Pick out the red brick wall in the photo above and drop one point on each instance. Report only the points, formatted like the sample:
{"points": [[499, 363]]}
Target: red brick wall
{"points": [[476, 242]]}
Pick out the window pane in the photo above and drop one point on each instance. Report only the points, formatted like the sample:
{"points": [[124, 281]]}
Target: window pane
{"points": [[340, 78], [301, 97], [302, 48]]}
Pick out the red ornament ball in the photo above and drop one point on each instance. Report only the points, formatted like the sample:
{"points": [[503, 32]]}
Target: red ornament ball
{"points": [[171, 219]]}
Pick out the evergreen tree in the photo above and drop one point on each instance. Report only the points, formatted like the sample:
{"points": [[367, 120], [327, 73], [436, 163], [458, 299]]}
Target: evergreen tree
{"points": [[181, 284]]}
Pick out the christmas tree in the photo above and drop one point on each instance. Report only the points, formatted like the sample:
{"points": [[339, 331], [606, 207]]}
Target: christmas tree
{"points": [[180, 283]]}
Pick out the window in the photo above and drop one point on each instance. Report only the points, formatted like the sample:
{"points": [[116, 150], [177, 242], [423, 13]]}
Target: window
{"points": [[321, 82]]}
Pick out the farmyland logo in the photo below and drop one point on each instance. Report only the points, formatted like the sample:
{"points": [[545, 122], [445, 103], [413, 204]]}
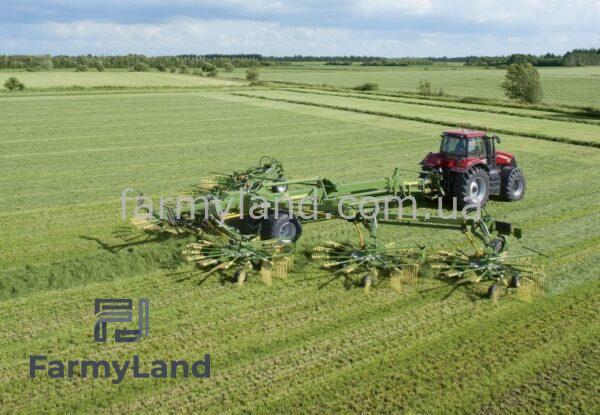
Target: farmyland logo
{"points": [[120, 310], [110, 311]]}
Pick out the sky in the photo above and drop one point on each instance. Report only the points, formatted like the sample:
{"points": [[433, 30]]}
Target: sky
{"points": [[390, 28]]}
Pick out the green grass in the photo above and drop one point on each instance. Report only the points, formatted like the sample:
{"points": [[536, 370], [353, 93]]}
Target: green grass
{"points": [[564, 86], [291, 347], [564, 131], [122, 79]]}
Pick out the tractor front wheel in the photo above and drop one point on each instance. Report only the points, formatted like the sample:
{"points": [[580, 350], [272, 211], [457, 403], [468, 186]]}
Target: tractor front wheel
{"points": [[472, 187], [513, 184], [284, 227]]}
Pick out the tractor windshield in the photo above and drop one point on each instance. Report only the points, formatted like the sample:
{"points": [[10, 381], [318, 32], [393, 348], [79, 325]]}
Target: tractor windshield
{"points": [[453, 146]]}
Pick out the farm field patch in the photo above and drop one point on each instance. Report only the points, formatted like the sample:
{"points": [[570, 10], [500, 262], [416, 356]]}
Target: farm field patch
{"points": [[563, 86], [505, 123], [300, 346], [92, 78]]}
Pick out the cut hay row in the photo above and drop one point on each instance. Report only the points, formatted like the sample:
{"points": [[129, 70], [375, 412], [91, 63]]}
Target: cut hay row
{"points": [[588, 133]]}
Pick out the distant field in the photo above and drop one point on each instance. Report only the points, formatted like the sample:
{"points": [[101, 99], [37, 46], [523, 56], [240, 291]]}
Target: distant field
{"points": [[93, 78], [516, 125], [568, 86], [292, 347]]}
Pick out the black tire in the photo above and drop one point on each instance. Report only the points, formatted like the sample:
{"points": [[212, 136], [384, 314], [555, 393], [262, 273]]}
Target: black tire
_ _ _ _ _
Could you count the lines in the material above that include the word "tire"? Give the count alone.

2